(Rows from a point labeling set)
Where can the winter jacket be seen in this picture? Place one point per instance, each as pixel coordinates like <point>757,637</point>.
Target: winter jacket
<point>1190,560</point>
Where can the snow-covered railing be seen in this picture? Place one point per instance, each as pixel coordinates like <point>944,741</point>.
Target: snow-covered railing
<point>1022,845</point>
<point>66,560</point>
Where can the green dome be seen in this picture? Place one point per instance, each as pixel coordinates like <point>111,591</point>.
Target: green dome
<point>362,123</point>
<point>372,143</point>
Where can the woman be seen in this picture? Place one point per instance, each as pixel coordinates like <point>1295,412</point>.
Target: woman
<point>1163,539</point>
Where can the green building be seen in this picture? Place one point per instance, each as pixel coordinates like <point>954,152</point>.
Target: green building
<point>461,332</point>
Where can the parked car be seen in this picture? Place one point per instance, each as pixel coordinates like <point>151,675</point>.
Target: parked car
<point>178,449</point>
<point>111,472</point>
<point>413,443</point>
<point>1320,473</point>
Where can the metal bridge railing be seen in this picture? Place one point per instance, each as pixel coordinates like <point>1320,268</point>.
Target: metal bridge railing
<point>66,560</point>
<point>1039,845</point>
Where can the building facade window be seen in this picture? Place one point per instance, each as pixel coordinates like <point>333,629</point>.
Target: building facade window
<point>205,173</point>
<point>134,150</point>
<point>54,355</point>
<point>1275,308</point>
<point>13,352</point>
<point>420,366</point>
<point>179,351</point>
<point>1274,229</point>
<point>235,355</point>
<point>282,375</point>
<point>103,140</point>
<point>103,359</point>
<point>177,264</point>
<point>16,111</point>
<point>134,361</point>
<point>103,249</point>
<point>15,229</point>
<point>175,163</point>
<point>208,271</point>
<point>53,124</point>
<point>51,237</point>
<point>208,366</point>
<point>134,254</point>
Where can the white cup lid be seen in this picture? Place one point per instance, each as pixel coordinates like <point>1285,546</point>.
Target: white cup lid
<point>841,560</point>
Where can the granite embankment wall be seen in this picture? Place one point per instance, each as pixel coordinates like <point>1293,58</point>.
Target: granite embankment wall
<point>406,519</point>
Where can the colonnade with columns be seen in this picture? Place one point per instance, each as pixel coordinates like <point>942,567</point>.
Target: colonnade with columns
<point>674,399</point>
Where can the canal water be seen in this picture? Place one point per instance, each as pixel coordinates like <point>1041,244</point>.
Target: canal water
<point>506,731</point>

:: EXERCISE DESCRIPTION ::
Copy out every row above word for word, with nothing left out or changed.

:: REPLY TO THE TASK ::
Where can the winter jacket be seen in this picture? Place one point per instance, each as pixel coordinates like <point>757,637</point>.
Target: winter jacket
<point>1190,560</point>
Where can the snow-covered railing be seen in this picture? Place one point per instance, each as pixel coordinates like <point>944,741</point>.
Target: snow-covered railing
<point>1022,845</point>
<point>66,560</point>
Where can the green dome be seen in this picture? Place one point per instance, each as pixel coordinates like <point>111,591</point>.
Target: green dome
<point>362,123</point>
<point>372,143</point>
Where can the woman be seen in this picture? Place one point per instance, each as pixel coordinates like <point>1295,412</point>.
Target: woman
<point>1163,539</point>
Where can the green building be seen in this picture? Place one point per instance, each as pixel coordinates like <point>954,152</point>.
Target: green building
<point>461,332</point>
Where can the parked car be seen in this picture? Place one point per instance, each as pixel coordinates like <point>151,675</point>.
Target: parked car
<point>178,449</point>
<point>111,472</point>
<point>413,443</point>
<point>1320,473</point>
Where can the metal bridge railing be seen in this picture? Place one point per instance, each as pixel coordinates like <point>1320,268</point>.
Target: metal bridge railing
<point>66,560</point>
<point>1039,845</point>
Where can the building facade window be seen in this picture? Place one point per instance, each as pixel coordinates like <point>333,629</point>.
Target: building facade window
<point>205,173</point>
<point>134,150</point>
<point>54,355</point>
<point>1275,308</point>
<point>13,352</point>
<point>420,366</point>
<point>179,351</point>
<point>1274,229</point>
<point>235,355</point>
<point>282,375</point>
<point>103,140</point>
<point>103,359</point>
<point>177,264</point>
<point>16,111</point>
<point>134,361</point>
<point>103,249</point>
<point>15,229</point>
<point>175,163</point>
<point>208,271</point>
<point>53,124</point>
<point>51,237</point>
<point>208,366</point>
<point>134,254</point>
Where can the white cup lid be seen in this picture? Place one point per instance, each as pixel coordinates like <point>1285,546</point>.
Target: white cup lid
<point>841,560</point>
Where can the granite embankment wall be seen in this picture? Place one point per instance, each as pixel coordinates like <point>1293,58</point>.
Target: granite embankment wall
<point>406,519</point>
Where can the colonnade with columns be seen in this picture? Place one point per instance, each as pixel coordinates like <point>942,567</point>.
Target: colonnade with columns
<point>674,399</point>
Where can the canal water be seen in this picture? Place one point per instance, each as pixel coordinates like <point>1041,244</point>.
Target: canal water
<point>506,731</point>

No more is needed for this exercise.